• _EXCERPT TO READ_:
The primary difference in this test case is how we're making the request to the Airport Gap API. Because the endpoint is a POST request, we need to tweak how we use the t.request method from TestCafe. In our first example, we made a GET request so we could use a string as the parameter. For non-GET requests, we need to set an object to tell TestCafe which HTTP method to use. For this test, we'll set an object with three parameters:
url: The URL where TestCafe will make the request.method: The HTTP method to use for the request.body: The request body to send over to the API.
One thing to note is since we're testing a JSON API, we can use a regular JavaScript object as the request body. TestCafe will automatically set the appropriate request headers over to the Airport Gap API.
Besides the different use of the t.request method, everything else should look familiar. We're making a few assertions to check the response status code and spot-checking some of the attribute values inside the response body. You might not want to run these kinds of tests if your API data changes frequently, but they're included in this example for simplicity.
After seeing how POST requests work in TestCafe API tests, it's time to execute them to verify that it's working as intended. You can run the tests as we did before:
npx testcafe chrome:headless airports.test.js
Now you have two test scenarios and two successful test results for different API requests and endpoints if everything worked well:
Setting request headers for authentication
The examples shown so far run tests against public API endpoints that don't require authentication. However, the Airport Gap API has a few endpoints that do require authentication. One such endpoint that requires authentication is POST /favorites. This endpoint allows an Airport Gap user to save their favorite airports and personal notes to look up later in their account.
Let's see how we can use TestCafe to access API endpoints requiring authentication. First, we'll write a test case to verify that the POST /favorites endpoint doesn't allow access without a token. After verifying that the Airport Gap API won't allow access, we'll put everything together to write a complete end-to-end test that accesses the same endpoint, this time with what we need to authenticate a user.
We can add new tests to the same file we've used to write our tests so far. But to keep the test suite organized, we'll create a new file in the same directory called favorites.test.js. Inside this new file, let's write the test scenario to ensure that an unauthenticated user can't access protected endpoints:
fixture("Airport Gap - Favorites");
test("Creating favorite airports requires authentication", async (t) => {
const response = await t.request({
url: "https://airportgap.dev-tester.com/api/favorites",
method: "post",
body: {
airport_id: "JFK",
note: "My usual layover when visiting family",
},
});
await t.expect(response.status).eql(401);
});
Since this is a new file, we'll want to set up a fixture to identify this group of tests. Next, we'll have our new test case. By now, the code should look familiar. The POST /favorites endpoint requires the airport_id parameter and also accepts an optional note parameter, both of which we'll use in our request. When making a request to a protected endpoint in the Airport Gap API without the proper authentication, the API returns a 401 status code, which is what we're validating here.
Run this new test scenario to make sure it's working as expected:
npx testcafe chrome:headless favorites.test.js
We should get the now-familiar results for this test case:
Now that you have verified how the API works against restricted endpoints let's begin making requests using authentication. As noted in the documentation, any protected endpoints in Airport Gap require we pass an API token as a request header. If you have an Airport Gap account, you can find your API token on your account page.

• _EXERCISES TO COMPLETE_:
- A) In the TestCafe tutorial, what status code does the Airport Gap API return when a protected endpoint is requested without proper authentication?
- B) Pick up the TestCafe tutorial after its final sentence and keep writing it in the same style.
The records are separate material with no connection to the TestCafe tutorial.

• _INFORMATION GIVEN_:
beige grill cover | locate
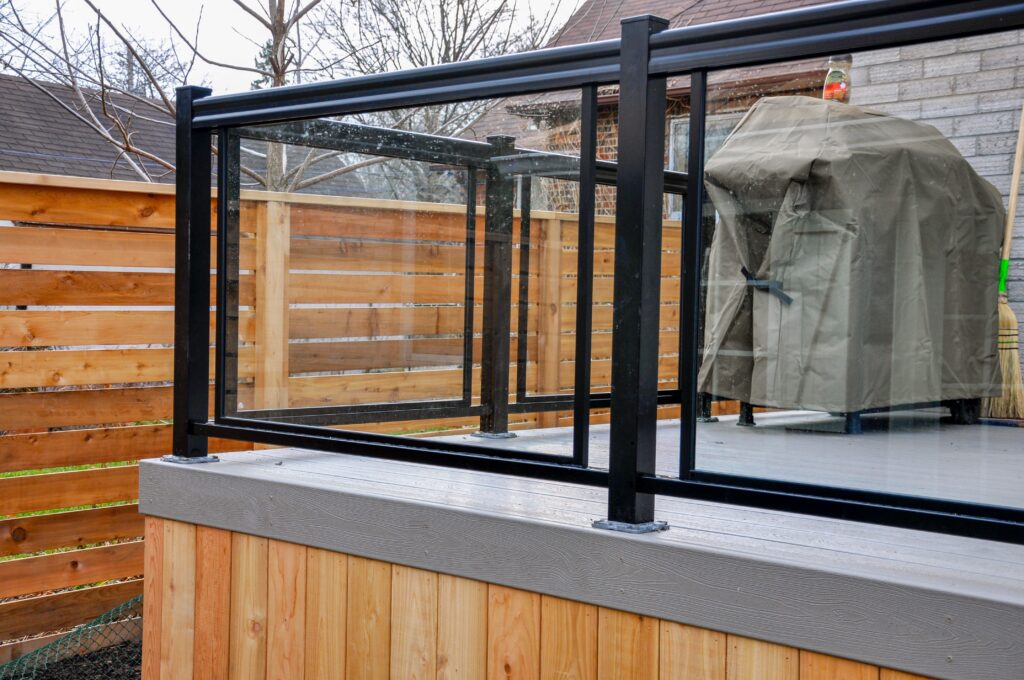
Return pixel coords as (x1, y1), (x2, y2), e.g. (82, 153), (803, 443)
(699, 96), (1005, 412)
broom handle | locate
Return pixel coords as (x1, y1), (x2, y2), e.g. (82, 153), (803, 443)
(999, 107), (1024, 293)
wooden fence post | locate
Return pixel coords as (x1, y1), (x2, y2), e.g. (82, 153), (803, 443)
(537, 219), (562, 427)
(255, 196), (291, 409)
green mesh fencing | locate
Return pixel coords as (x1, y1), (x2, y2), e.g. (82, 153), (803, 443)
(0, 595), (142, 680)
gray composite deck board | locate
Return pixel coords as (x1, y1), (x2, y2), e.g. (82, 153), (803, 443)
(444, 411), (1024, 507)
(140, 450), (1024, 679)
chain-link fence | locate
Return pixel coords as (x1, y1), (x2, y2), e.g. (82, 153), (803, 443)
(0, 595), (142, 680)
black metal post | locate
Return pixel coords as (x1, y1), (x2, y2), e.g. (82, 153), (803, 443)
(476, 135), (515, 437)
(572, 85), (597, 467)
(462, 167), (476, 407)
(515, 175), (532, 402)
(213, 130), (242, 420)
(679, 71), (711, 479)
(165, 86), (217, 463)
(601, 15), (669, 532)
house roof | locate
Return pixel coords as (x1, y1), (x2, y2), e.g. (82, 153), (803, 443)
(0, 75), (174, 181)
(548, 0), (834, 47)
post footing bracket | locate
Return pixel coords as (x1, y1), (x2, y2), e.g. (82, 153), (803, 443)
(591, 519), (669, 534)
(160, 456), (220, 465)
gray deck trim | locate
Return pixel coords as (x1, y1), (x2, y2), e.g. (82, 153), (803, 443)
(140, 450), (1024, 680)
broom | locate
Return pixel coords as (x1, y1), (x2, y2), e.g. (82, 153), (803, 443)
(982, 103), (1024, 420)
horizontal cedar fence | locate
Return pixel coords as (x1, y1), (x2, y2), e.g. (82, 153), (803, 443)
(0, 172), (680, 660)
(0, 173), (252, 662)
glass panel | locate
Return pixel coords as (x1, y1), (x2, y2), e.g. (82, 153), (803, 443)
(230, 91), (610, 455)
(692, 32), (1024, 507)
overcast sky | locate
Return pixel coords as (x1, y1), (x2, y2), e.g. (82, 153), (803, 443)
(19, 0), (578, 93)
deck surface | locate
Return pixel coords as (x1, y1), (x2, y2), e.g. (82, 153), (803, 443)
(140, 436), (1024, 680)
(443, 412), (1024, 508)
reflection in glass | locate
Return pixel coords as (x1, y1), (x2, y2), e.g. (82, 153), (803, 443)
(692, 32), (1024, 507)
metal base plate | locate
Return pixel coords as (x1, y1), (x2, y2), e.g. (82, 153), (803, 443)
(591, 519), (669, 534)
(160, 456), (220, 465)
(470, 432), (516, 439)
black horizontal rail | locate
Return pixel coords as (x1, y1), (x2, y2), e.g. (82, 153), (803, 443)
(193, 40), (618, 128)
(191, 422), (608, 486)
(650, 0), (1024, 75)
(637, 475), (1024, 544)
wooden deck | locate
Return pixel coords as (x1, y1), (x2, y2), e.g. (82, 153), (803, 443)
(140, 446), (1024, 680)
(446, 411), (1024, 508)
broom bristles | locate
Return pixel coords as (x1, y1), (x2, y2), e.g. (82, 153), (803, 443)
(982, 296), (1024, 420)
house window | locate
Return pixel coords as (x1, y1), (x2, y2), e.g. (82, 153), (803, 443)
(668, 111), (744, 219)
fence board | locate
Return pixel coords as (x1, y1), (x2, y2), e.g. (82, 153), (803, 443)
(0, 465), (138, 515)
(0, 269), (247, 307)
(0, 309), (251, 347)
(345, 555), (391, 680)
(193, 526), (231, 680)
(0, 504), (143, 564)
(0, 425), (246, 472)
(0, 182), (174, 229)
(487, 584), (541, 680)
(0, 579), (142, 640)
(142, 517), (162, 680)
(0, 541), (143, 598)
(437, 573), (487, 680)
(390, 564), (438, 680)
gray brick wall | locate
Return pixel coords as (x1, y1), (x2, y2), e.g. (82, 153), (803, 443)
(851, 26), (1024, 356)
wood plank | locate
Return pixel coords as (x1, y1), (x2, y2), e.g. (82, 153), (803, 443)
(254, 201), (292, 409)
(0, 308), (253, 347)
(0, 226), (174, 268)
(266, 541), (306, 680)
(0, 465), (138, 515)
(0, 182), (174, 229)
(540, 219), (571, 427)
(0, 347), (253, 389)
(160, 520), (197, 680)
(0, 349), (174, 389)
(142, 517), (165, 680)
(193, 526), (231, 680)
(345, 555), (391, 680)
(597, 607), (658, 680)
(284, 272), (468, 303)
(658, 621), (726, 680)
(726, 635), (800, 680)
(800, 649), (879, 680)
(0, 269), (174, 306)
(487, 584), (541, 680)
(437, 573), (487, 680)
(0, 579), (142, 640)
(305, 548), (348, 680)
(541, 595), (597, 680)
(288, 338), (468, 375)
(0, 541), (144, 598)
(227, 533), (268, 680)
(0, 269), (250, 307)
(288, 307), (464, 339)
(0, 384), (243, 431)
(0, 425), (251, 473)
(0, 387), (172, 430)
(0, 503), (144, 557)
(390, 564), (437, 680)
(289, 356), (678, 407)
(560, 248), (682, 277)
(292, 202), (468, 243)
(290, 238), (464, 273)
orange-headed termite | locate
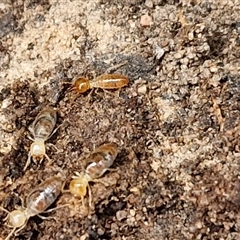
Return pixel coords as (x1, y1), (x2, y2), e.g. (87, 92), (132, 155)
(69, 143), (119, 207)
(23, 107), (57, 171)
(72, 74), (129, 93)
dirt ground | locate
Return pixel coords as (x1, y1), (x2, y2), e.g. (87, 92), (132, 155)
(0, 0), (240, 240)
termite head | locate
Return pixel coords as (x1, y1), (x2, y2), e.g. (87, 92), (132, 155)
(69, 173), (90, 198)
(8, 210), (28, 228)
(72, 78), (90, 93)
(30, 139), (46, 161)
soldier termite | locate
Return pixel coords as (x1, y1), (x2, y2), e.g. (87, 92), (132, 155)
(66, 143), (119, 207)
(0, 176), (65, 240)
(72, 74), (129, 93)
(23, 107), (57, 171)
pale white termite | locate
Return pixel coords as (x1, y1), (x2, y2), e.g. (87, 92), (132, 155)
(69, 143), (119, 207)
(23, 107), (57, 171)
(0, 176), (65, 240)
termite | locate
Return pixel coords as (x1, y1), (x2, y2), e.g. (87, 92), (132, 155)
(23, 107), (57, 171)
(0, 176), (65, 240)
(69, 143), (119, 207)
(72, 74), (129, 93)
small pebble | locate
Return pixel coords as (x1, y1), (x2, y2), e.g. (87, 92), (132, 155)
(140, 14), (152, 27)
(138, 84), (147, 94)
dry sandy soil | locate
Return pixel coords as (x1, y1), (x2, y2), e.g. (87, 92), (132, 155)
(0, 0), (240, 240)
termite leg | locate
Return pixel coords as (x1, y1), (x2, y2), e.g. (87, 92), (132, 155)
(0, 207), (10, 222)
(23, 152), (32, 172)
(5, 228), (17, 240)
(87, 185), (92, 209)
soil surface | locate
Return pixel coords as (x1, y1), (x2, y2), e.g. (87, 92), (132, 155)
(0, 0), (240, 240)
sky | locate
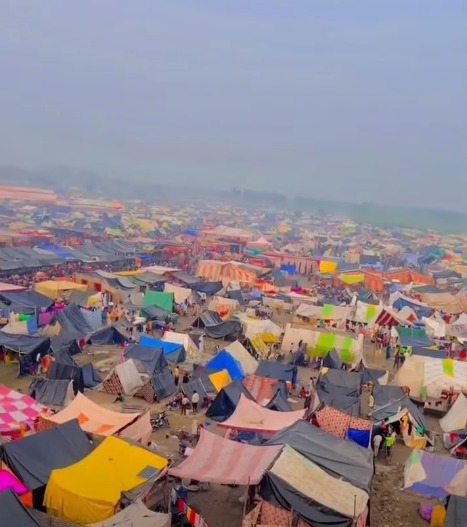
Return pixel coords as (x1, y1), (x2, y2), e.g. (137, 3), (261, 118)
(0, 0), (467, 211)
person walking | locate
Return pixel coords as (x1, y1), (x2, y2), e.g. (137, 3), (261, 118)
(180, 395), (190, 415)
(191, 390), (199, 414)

...

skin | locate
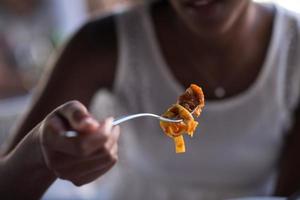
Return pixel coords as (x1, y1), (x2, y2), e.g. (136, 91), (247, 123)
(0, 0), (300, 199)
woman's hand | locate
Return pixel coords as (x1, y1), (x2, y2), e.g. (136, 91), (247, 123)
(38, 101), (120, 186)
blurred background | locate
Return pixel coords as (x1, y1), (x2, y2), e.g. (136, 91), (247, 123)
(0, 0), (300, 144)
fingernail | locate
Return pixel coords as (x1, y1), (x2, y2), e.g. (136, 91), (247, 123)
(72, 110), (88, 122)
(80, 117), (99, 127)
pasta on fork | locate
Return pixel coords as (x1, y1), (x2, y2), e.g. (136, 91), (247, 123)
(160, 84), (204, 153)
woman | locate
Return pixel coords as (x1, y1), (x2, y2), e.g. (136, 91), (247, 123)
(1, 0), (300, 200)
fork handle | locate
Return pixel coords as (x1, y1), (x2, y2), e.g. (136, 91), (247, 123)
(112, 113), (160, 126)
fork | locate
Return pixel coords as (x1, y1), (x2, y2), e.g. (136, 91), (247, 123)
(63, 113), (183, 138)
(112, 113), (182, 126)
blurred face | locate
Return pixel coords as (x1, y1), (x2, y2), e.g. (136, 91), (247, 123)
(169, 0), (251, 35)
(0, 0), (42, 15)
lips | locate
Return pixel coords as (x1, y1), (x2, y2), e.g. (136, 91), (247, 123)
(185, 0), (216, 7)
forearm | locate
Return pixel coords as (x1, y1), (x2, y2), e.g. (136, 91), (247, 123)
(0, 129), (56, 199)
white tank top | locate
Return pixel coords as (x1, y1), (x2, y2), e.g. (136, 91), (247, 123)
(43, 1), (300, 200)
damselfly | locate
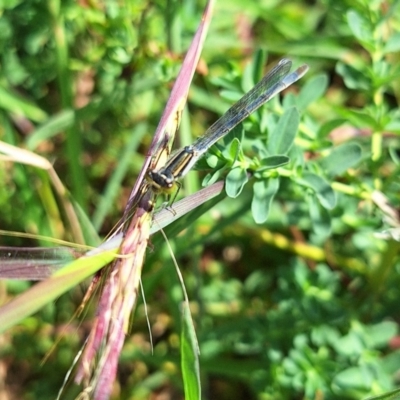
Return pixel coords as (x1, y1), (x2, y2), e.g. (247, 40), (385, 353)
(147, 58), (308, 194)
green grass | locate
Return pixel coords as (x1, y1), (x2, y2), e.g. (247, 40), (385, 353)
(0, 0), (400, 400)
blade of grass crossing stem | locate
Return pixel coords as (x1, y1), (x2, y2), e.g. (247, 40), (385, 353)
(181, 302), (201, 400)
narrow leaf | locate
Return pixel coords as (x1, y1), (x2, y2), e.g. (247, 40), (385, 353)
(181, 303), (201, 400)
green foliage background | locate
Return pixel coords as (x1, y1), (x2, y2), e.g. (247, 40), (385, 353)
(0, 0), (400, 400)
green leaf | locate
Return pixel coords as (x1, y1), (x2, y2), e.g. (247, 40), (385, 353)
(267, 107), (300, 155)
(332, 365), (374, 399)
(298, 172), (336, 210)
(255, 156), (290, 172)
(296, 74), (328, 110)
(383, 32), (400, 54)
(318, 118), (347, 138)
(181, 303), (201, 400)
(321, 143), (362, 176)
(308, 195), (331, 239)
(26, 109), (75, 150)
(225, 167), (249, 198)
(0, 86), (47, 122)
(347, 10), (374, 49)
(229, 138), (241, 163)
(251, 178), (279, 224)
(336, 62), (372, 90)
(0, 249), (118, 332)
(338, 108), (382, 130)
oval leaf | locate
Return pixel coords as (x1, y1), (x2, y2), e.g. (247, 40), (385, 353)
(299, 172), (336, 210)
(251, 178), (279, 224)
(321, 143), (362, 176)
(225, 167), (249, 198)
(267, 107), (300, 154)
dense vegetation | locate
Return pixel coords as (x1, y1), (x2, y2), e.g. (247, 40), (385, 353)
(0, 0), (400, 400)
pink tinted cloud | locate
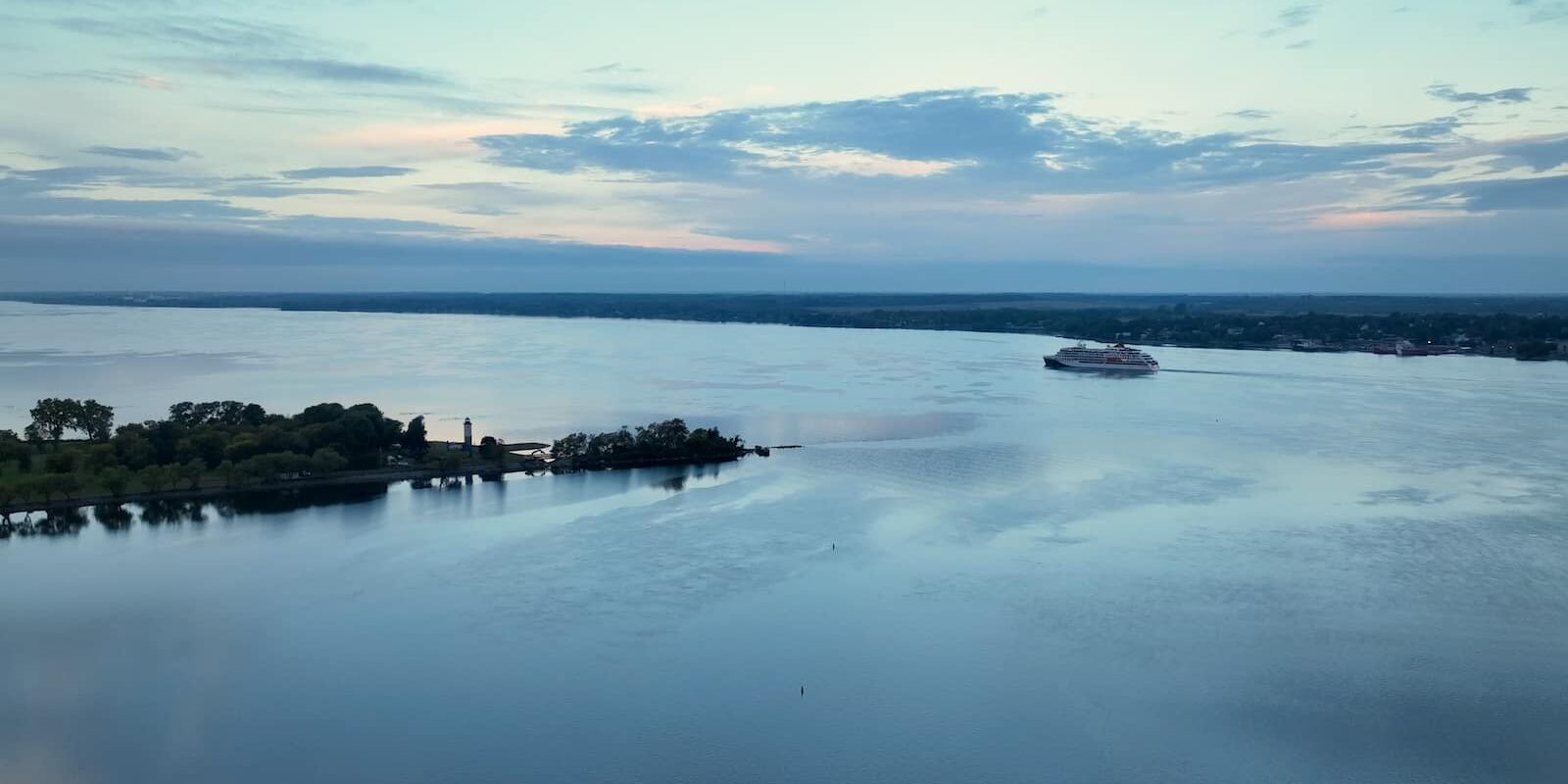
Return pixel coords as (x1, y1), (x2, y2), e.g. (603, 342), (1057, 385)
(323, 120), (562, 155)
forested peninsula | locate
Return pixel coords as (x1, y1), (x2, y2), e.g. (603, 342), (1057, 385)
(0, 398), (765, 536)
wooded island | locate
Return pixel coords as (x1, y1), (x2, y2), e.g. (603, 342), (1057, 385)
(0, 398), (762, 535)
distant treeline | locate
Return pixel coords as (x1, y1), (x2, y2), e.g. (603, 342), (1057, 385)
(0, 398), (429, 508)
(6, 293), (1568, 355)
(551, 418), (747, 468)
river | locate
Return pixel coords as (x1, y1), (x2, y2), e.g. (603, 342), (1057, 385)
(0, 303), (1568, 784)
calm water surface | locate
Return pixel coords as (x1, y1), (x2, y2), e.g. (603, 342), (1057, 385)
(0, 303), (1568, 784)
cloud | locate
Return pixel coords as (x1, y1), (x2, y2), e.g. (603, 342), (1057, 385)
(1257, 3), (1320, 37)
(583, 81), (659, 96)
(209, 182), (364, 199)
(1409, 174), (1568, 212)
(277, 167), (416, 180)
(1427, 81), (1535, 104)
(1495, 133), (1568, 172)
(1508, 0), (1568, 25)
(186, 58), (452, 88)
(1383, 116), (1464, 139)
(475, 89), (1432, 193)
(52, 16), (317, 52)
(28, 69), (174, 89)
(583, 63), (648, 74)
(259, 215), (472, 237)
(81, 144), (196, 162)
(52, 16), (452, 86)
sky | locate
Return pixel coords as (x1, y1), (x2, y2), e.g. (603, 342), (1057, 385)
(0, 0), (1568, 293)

==

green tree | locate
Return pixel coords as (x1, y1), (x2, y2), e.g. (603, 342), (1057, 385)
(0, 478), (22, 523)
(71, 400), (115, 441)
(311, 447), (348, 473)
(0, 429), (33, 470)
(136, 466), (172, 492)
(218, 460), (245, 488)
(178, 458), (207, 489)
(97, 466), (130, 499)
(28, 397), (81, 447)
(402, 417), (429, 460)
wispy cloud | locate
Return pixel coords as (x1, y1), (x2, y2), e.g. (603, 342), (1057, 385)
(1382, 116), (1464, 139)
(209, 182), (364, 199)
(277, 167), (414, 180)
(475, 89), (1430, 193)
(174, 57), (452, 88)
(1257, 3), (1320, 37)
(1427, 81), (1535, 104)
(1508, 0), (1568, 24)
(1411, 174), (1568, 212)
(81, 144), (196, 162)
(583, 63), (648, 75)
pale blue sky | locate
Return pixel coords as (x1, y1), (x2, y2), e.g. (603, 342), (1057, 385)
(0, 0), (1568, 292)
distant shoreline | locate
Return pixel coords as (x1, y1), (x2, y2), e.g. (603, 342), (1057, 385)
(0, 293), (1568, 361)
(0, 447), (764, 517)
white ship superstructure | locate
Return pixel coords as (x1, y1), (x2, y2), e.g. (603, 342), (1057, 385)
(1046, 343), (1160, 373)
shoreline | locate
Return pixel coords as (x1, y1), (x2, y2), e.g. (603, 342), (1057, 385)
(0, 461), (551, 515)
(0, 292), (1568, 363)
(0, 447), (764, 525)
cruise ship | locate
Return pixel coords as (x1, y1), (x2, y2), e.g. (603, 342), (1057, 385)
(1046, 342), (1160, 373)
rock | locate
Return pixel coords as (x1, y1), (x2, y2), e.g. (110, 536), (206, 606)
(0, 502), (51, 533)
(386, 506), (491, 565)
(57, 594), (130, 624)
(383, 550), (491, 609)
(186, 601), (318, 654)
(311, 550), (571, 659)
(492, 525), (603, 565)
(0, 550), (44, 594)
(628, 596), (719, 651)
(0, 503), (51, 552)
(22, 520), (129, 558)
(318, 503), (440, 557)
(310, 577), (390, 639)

• _TASK-BY-TASK RESULTS_:
- A) It returns a 401 status code.

- B)
To go even further, we'll create a complete end-to-end flow that makes multiple requests to authenticated API endpoints. The test starts by creating a new favorite airport in the user's account and validating its creation. Next, it updates the newly-created record through an API request and validates the change in the response. Finally, the test will delete the record, and we'll validate that it's not available anymore.
In the favorites.test.js file, add your new test case under the existing scenario:
test("End-to-end flow for managing favorite airports", async (t) => {
// Create a new favorite airport.
const postResponse = await t.request({
url: "https://airportgap.dev-tester.com/api/favorites",
method: "post",
body: {
airport_id: "JFK",
note: "My usual layover when visiting family",
},
headers: {
Authorization: `Bearer token=${process.env.AIRPORT_GAP_TOKEN}`,
},
});
await t.expect(postResponse.status).eql(201);
await t.expect(postResponse.body.data.attributes.airport.name).eql("John F Kennedy International Airport");
await t.expect(postResponse.body.data.attributes.note).eql("My usual layover when visiting family");
const favoriteId = postResponse.body.data.id;
// Modify the note of the created favorite airport.
const putResponse = await t.request({
url: `https://airportgap.dev-tester.com/api/favorites/${favoriteId}`,
method: "put",
body: { note: "My usual layover when visiting family and friends" },
headers: {
Authorization: `Bearer token=${process.env.AIRPORT_GAP_TOKEN}`,
},
});
await t.expect(putResponse.status).eql(200);
await t.expect(putResponse.body.data.attributes.note).eql("My usual layover when visiting family and friends");
// Delete the created favorite airport.
const deleteResponse = await t.request({
url: `https://airportgap.dev-tester.com/api/favorites/${favoriteId}`,
method: "delete",
headers: {
Authorization: `Bearer token=${process.env.AIRPORT_GAP_TOKEN}`,
},
});
await t.expect(deleteResponse.status).eql(204);
// Verify that the favorite airport was deleted.
const getResponse = await t.request({
url: `https://airportgap.dev-tester.com/api/favorites/${favoriteId}`,
method: "get",
headers: {
Authorization: `Bearer token=${process.env.AIRPORT_GAP_TOKEN}`,
},
});
await t.expect(getResponse.status).eql(404);
});
This test is much more extensive than the others covered in this article, but most of it should look similar. We're making multiple API requests in a single test case and using different HTTP methods like PUT and DELETE for other endpoints. However, the most significant change done here is sending the authentication token as part of the API request using the t.request method.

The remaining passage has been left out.